WORK ITEM A: From the passage on biologics storage, output the part that opens with the words containing "Biologics require refrigeration" and closes with "and GMP facilities.". Reproduce it without any change.
WORK ITEM B: Render this sentence from the passage on biologics storage in Spanish: "The original biologic is the vaccine, regulation of which predates official establishment of the FDA itself."
WORK ITEM C: According to the passage on biologics storage, which standard have guidelines for cold storage most recently coalesced around?

TEXT BLOCK:
══════
Biologics require refrigeration or ultra-low temperature (ULT) storage, meaning that pharmaceutical laboratories must have cold-chain, temperature-controlled logistics in place to ensure quality in production, storage, and distribution. Moreover, the preceding development process—from concept through screening, validation, and multiple rounds of clinical trials—requires proper management and movement of biological samples, human specimens, reagents, and materials from individual laboratories to and among various GLP and GMP facilities.
In one sense, biologics are the most contemporary and advanced medicines, based on revolutionary understandings of antigen presentation and acquired immunity, coupled with the technological capabilities to generate recombinant proteins, and raise and purify antibodies at industrial scale. However, a biologic is any pharmaceutical product generated in an animal or cell-based system that, because of its biological activity and liquid composition, requires special storage and distribution parameters to mitigate loss or re-treatment of affected patients. The original biologic is the vaccine, regulation of which predates official establishment of the FDA itself. The Biologics Control Act of 1902, passed in the wake of children’s deaths from contaminated diphtheria vaccines, codified a series of standards ensuring vaccine purity and integrity. Iterations of control over ensuing years established guidelines for cold storage, and most recently coalesced around the NSF/ANSI 456 standard.
══════
GIVEN ENTRIES:
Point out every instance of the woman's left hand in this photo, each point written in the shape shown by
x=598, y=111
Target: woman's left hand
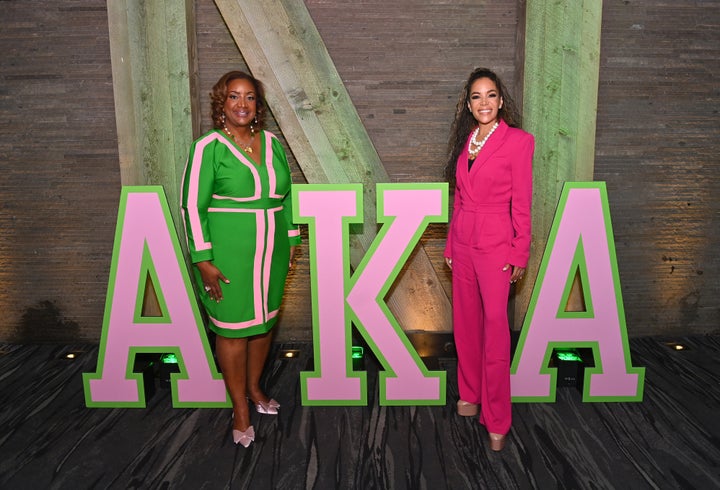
══════
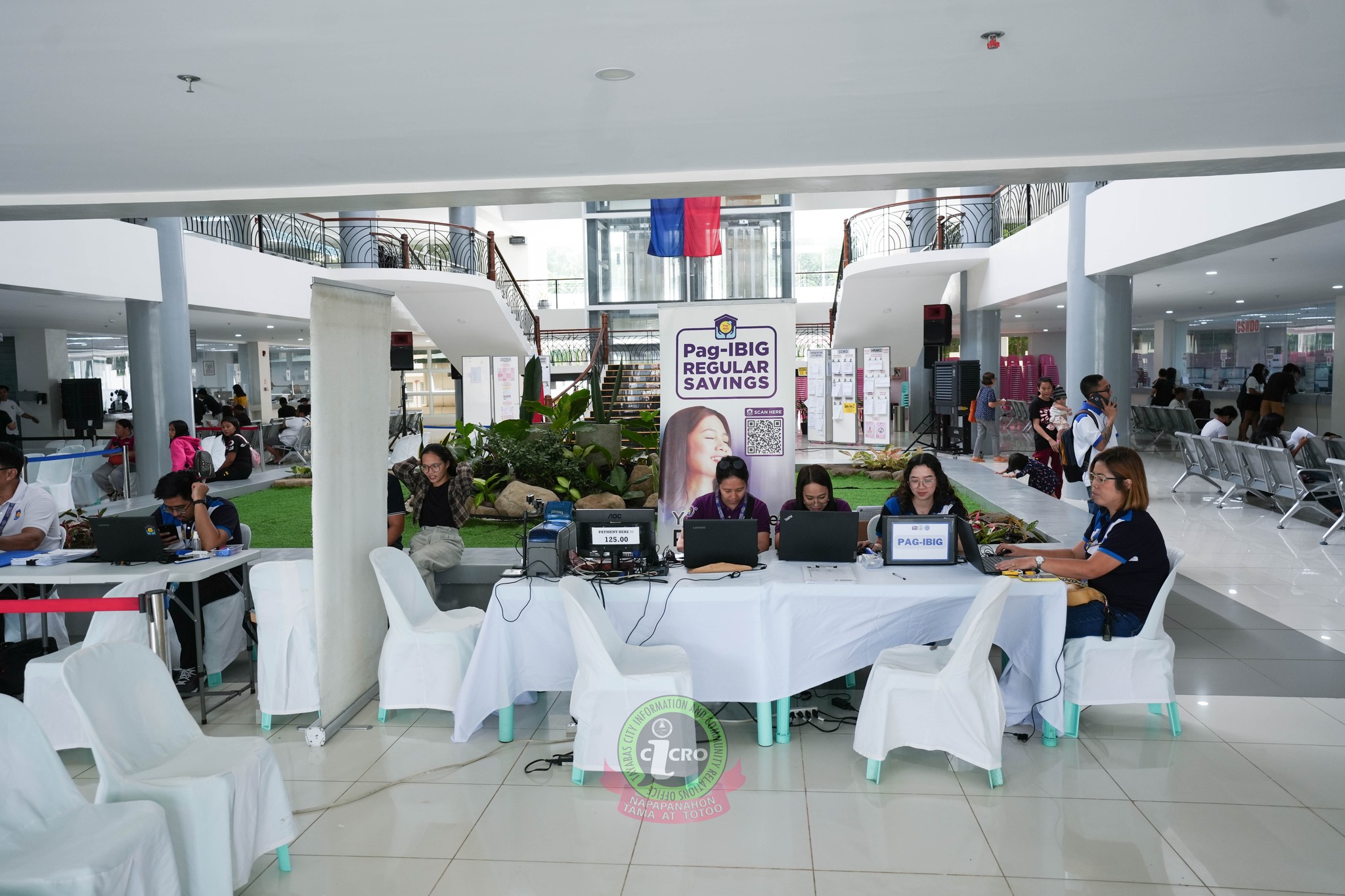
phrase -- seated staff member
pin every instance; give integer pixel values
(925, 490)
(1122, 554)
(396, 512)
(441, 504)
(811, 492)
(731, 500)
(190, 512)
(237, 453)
══════
OUTPUT A:
Biologics require refrigeration or ultra-low temperature (ULT) storage, meaning that pharmaceutical laboratories must have cold-chain, temperature-controlled logistics in place to ensure quality in production, storage, and distribution. Moreover, the preceding development process—from concept through screening, validation, and multiple rounds of clinical trials—requires proper management and movement of biological samples, human specimens, reagents, and materials from individual laboratories to and among various GLP and GMP facilities.

OUTPUT B: El biológico original es la vacuna, cuya regulación es anterior al establecimiento oficial de la propia FDA.

OUTPUT C: The NSF/ANSI 456 standard.